Objective
Transcribe, word for word, the line containing "indicate the green t-shirt, one" and each line following it through the end of the listing below. Omit all other lines.

━━ Records for the exercise ━━

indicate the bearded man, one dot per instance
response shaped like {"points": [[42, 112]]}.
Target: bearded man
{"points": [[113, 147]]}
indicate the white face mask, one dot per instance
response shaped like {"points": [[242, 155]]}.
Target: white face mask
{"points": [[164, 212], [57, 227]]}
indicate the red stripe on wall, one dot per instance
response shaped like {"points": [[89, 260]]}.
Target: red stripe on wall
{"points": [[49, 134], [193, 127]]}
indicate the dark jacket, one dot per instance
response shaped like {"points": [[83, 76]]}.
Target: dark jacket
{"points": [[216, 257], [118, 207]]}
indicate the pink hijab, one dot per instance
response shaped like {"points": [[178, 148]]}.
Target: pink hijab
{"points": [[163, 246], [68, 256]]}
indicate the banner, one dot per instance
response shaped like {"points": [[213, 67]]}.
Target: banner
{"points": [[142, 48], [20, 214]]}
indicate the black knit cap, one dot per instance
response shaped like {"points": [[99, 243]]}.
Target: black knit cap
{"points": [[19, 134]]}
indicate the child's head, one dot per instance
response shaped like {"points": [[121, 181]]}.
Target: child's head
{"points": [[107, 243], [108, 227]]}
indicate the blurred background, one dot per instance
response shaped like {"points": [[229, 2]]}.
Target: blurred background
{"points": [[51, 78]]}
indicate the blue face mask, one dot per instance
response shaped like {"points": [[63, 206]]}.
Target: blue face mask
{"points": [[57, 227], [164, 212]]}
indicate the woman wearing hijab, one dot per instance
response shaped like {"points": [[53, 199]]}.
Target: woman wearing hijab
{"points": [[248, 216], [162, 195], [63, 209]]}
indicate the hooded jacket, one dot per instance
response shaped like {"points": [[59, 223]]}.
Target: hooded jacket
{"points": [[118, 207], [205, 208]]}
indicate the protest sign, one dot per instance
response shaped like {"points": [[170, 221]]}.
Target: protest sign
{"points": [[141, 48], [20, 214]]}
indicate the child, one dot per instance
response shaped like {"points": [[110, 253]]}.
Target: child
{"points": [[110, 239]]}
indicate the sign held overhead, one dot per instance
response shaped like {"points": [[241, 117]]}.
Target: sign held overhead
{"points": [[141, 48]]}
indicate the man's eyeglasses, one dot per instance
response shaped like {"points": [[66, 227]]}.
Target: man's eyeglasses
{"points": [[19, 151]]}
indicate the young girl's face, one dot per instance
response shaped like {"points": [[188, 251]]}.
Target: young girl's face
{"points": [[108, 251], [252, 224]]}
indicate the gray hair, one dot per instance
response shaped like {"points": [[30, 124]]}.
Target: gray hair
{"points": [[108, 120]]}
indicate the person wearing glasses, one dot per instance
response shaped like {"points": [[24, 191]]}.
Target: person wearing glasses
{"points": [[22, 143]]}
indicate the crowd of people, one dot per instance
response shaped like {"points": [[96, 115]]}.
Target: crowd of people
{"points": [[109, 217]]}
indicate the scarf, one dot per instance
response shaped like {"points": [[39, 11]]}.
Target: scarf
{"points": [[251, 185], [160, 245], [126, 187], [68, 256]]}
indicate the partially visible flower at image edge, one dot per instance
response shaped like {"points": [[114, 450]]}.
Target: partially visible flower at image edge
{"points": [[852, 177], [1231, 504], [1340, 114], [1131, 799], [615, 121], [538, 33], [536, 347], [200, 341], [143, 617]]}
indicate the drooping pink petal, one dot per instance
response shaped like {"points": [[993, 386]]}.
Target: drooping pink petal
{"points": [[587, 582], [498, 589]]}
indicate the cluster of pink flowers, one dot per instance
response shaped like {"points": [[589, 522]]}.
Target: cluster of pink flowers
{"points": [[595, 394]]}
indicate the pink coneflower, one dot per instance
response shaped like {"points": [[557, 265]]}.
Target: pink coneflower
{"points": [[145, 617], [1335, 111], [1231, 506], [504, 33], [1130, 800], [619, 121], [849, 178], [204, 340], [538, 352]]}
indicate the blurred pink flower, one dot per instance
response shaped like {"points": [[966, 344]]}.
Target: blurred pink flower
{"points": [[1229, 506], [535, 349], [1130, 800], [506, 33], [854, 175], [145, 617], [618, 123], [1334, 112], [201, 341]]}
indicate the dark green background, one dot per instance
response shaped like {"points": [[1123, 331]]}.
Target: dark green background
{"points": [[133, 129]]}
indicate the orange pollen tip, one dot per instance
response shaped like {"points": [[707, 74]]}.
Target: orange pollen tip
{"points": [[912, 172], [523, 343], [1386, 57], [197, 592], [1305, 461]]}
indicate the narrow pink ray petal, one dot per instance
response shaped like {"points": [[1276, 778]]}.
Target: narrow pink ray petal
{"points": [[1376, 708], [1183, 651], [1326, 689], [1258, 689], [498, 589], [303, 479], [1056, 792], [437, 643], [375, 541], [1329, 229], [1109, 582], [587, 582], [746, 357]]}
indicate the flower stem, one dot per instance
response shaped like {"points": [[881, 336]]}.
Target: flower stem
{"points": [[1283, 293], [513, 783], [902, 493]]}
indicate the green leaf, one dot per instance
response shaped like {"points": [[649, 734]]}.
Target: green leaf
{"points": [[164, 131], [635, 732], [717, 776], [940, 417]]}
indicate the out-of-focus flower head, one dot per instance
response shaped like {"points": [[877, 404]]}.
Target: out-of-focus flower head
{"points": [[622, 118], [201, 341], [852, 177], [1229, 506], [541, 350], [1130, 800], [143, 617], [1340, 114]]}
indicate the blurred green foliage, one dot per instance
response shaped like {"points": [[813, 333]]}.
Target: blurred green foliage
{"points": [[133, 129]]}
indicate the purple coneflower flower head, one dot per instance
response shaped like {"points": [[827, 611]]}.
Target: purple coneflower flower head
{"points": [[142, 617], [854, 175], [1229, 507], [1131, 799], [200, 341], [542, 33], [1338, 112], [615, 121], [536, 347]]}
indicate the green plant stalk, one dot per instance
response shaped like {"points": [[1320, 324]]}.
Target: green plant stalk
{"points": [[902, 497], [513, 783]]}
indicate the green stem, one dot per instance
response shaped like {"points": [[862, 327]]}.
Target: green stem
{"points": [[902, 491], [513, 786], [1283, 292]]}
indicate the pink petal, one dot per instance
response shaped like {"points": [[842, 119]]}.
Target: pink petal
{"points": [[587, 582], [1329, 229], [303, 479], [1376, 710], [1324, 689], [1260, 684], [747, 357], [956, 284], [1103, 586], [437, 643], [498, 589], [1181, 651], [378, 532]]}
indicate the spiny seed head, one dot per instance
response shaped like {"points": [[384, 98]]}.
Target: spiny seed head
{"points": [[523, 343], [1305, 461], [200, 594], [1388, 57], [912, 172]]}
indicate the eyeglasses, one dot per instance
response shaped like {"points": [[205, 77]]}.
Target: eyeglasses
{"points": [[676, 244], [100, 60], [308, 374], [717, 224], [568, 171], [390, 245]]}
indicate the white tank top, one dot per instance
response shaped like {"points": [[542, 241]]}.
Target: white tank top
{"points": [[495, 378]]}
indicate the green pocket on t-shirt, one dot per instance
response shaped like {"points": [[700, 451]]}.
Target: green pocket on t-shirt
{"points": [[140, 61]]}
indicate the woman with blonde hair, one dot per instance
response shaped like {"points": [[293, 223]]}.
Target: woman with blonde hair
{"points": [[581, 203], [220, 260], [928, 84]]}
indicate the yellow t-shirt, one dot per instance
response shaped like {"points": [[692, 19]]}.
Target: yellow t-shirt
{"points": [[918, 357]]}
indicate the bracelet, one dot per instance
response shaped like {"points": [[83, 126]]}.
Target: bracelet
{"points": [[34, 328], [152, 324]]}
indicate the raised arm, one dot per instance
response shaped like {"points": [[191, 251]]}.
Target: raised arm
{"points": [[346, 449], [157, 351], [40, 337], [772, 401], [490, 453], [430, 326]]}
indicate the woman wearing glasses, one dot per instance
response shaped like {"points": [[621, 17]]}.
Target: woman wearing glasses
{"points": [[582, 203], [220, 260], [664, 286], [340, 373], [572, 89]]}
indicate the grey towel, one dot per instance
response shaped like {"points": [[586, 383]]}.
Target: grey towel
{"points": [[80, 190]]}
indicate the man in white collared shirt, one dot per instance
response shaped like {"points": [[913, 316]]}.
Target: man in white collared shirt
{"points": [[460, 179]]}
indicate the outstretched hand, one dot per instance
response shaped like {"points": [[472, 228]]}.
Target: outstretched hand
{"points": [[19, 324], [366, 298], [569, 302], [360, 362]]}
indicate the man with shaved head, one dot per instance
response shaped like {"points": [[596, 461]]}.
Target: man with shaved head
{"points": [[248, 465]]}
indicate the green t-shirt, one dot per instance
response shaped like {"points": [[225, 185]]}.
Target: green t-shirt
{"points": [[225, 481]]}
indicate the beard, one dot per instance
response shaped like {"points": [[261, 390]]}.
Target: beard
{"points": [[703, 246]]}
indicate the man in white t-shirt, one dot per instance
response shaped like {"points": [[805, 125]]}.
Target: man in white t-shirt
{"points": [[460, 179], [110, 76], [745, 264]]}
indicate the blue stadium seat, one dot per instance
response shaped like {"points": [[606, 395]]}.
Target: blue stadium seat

━━━

Result of the task
indicate the green t-shirt, one dot per instance
response shaped like {"points": [[225, 185]]}.
Target: green t-shirt
{"points": [[225, 481]]}
indicate the beard, one dot per instance
response shaped like {"points": [[261, 390]]}.
Target: beard
{"points": [[703, 246]]}
indicate the man in white t-shirt, one dot per instance
response shaped like {"points": [[805, 125]]}.
Target: man in white t-shirt
{"points": [[460, 179], [110, 76], [745, 264]]}
indicate the blue stadium seat, one dot per instance
response shaped like {"points": [[606, 395]]}.
Target: blue stadium seat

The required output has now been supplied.